↓

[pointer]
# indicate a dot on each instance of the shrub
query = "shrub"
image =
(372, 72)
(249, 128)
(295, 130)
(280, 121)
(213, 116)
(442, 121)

↑

Rescale the lines above by writing out every one of them again, requests included, with each coordinate in the answers multiplied by 1.75 and rounded to a whole number, halves going up.

Solution |
[pointer]
# indicate a dot on each instance of the shrub
query = "shrub"
image =
(651, 126)
(436, 224)
(516, 228)
(490, 212)
(373, 203)
(774, 212)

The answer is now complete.